DATASET EXTRACT:
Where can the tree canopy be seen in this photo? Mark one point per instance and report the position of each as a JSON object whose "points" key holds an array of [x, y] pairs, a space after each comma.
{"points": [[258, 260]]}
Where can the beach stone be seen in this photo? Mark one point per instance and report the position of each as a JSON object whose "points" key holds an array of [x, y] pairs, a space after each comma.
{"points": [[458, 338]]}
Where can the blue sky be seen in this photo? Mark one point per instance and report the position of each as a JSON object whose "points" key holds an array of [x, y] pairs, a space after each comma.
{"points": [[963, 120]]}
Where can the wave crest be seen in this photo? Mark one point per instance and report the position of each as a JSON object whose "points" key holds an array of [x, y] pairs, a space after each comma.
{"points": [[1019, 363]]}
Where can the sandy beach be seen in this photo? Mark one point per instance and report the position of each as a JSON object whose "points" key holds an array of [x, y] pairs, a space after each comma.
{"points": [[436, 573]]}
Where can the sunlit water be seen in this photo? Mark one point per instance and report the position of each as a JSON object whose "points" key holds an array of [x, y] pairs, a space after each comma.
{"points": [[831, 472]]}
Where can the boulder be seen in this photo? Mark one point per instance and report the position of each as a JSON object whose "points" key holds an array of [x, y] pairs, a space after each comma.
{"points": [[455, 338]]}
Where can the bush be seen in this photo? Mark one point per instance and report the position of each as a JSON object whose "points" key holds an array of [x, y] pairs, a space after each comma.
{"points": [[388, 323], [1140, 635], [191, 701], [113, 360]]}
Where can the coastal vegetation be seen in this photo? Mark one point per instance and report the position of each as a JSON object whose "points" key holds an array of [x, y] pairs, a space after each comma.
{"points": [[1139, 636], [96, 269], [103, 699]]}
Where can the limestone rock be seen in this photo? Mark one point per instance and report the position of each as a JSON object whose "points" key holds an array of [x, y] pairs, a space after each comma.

DIRECTIONS FOR THIS TASK:
Format the material above as a two-column Markdown table headed No. and Text. Give each nonblank line its own row, numbered in order, and leave out blank lines.

IN RESPONSE:
| No. | Text |
|---|---|
| 1 | Where can the tree canopy be seen in this photo? Mark one point per instance and report the position of each as a JSON object whose "points" key holds an array of [x, y] pairs, a space after each comma. |
| 2 | {"points": [[258, 260]]} |
| 3 | Where can the beach stone be seen in this photo? Mark one point per instance and report the position of each as a JSON object whose "points" key holds an array of [x, y] pairs, a space after each comma. |
| 4 | {"points": [[458, 338]]} |
| 5 | Where can the blue sky be seen in this photo? Mark one point per instance and report the position of each as a JSON object whose "points" key holds an array of [x, y] pairs, a space after each comma. |
| 6 | {"points": [[963, 120]]} |
| 7 | Where can the wave crest be seen in this photo? Mark one point per instance and report the position of each as a JSON object whose "points" key holds an array of [x, y] pairs, a space after each comma. |
| 8 | {"points": [[1019, 363]]} |
| 9 | Where can the sandy beach be seen in this photo? Mark one point per instance and report the position of each as a JSON object whose "points" key holds an array of [x, y] pairs, a space after each comma. |
| 10 | {"points": [[436, 573]]} |
| 11 | Where can the sunlit water be seen in this photo? Mark one point per instance and report the position of each as a JSON object whose "points" key holds an array of [x, y] pairs, a space after each comma. |
| 12 | {"points": [[831, 472]]} |
| 13 | Where can the boulder be seen in this photo? Mark one point per instance and report the position of each as a JSON object whose "points" key holds an array of [x, y] pairs, a space after each comma. |
| 14 | {"points": [[455, 338]]} |
| 15 | Where can the bush be seen in this photo? Mark one point per instance and report the position of each as a JSON object whose "points" key holds an array of [x, y] pairs, a space after each comma. |
| 16 | {"points": [[388, 323], [1140, 635], [191, 701], [113, 360]]} |
| 17 | Where can the coastal vegetation be seen in this photo? Mark one point per instance and report the position of each as a JSON object whose "points" key holds an array of [x, y] pairs, a space after each comma. |
| 18 | {"points": [[1139, 636], [96, 269], [103, 699]]} |
| 19 | Where can the limestone rock be seen in this photo? Mark one point per instance and report the position of each as a JSON object whose "points" key holds an array of [x, y] pairs, a space after each comma. |